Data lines
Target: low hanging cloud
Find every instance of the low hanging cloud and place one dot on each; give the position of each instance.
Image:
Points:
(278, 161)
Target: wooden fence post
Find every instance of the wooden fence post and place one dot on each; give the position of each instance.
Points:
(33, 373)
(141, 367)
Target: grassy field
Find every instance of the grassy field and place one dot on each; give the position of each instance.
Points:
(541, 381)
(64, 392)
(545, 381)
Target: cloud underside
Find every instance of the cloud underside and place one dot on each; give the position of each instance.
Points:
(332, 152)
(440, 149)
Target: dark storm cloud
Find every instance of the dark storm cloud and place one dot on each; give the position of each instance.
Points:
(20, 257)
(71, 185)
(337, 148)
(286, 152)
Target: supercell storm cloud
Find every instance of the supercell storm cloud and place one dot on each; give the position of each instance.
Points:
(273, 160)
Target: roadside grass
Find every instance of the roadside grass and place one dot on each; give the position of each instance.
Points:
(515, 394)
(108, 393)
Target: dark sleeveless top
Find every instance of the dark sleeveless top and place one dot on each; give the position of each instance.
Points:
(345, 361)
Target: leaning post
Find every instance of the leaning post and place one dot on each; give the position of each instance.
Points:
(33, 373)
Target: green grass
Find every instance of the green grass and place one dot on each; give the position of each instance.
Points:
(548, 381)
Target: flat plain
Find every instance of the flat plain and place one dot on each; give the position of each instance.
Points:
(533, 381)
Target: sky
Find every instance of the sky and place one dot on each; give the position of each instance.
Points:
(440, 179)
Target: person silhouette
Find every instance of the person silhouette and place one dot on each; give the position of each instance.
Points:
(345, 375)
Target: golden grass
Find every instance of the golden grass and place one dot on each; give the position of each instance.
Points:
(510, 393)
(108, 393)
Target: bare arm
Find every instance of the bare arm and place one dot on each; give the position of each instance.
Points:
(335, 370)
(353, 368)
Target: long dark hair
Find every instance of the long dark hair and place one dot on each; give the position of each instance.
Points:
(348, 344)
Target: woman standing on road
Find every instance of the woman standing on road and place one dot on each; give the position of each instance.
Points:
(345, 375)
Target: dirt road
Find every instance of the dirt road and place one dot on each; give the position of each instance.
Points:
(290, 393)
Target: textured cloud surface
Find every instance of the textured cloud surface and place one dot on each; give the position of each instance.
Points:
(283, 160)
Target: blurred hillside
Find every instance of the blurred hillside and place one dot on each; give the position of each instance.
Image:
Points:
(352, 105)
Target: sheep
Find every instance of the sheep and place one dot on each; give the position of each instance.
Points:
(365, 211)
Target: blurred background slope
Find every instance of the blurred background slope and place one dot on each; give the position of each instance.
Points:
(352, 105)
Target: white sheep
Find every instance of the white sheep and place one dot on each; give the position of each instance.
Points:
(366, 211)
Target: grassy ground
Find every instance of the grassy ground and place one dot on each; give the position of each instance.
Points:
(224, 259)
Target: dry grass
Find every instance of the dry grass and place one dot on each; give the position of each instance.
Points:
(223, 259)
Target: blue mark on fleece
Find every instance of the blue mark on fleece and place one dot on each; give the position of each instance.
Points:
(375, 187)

(Exercise task): Rewrite the material above so that "place one dot on each" becomes "put a single dot on each" everywhere it appears. Keep all other text the same.

(Full output):
Target: low hanging cloud
Find every instance of the low hanging cloud and put a single dot on each; give the position of each instance.
Image:
Points:
(278, 161)
Target: wooden fence post
Find every instance of the wooden fence post and put a single dot on each; give the position of each instance.
Points:
(33, 373)
(141, 367)
Target: grassy field
Find every instance of the grassy field and put a single dot on each; give the position of each instance.
Points:
(541, 381)
(64, 392)
(545, 381)
Target: cloud underside
Find every instance of the cloud underside and put a single dot on each; give the position of each instance.
Points:
(332, 152)
(440, 149)
Target: dark storm cloud
Find every instance of the dark storm cloud and put a single dot on each; give the position of each instance.
Points:
(20, 257)
(71, 185)
(337, 148)
(286, 152)
Target: supercell storm cloud
Find every instance of the supercell storm cloud and put a single dot on each; give the position of each instance.
Points:
(273, 160)
Target: roadside grass
Find every instance of the roadside grass and put a single dot on each; give the position of each instance.
Points:
(515, 394)
(108, 393)
Target: dark sleeveless top
Find every instance of the dark sleeveless top and put a single dot on each; give the position of each instance.
Points:
(345, 361)
Target: leaning post
Find every instance of the leaning post and put a single dot on each; give the position of each instance.
Points:
(33, 373)
Target: green grass
Find every instance of the green grass and put a single dot on each; give the position of each instance.
Points:
(548, 381)
Target: flat plain
Find every instance of the flat plain and put a single dot on each; give the position of each instance.
Points:
(533, 381)
Target: sky
Find every instance of the sky and put a single dot on each; give the position of each instance.
Points:
(440, 179)
Target: person silhouette
Find every instance of the person silhouette and put a single dot on each; give the position of each instance.
Points:
(345, 375)
Target: golden grass
Find every instance of the golden grass and put a single dot on each; give the position of each instance.
Points:
(510, 393)
(108, 393)
Target: bare arm
Find every instance of the bare arm and put a single dot on each; give the position of each instance.
Points:
(335, 370)
(353, 368)
Target: long dark hair
Find every instance of the long dark hair and put a single dot on each; give the position of each instance.
Points:
(348, 344)
Target: woman standing on road
Find every instance of the woman standing on road and put a single dot on each; give the position of each instance.
Points:
(345, 375)
Target: dirt road
Find every instance of the dirt road and put a single dot on each; give the position of each instance.
Points:
(290, 393)
Target: textured cloud surface
Find every instance of the textured cloud surface and put a single dot on each; give the position of each instance.
Points:
(283, 160)
Target: blurred hillside
Find every instance of the blurred hillside and put a single dot on each; give the position of each instance.
Image:
Points:
(352, 105)
Target: sheep
Find every instance of the sheep and put a single dot on each; give the position of each instance.
Points:
(365, 211)
Target: blurred background slope
Find every instance of the blurred background slope and put a single dot on each; give the position of each instance.
Points:
(352, 105)
Target: white sheep
Find every instance of the white sheep and put a single dot on each; give the position of each instance.
Points:
(366, 211)
Target: grassy ground
Find every instance of the grassy ground and put a single dot on each; give the position of each instance.
Points:
(224, 259)
Target: dry grass
Find every instance of the dry grass and put a single dot on each; give the position of each instance.
Points:
(223, 259)
Target: blue mark on fleece
Find every instance of the blue mark on fleece and put a single dot on each; give the position of each instance.
Points:
(375, 187)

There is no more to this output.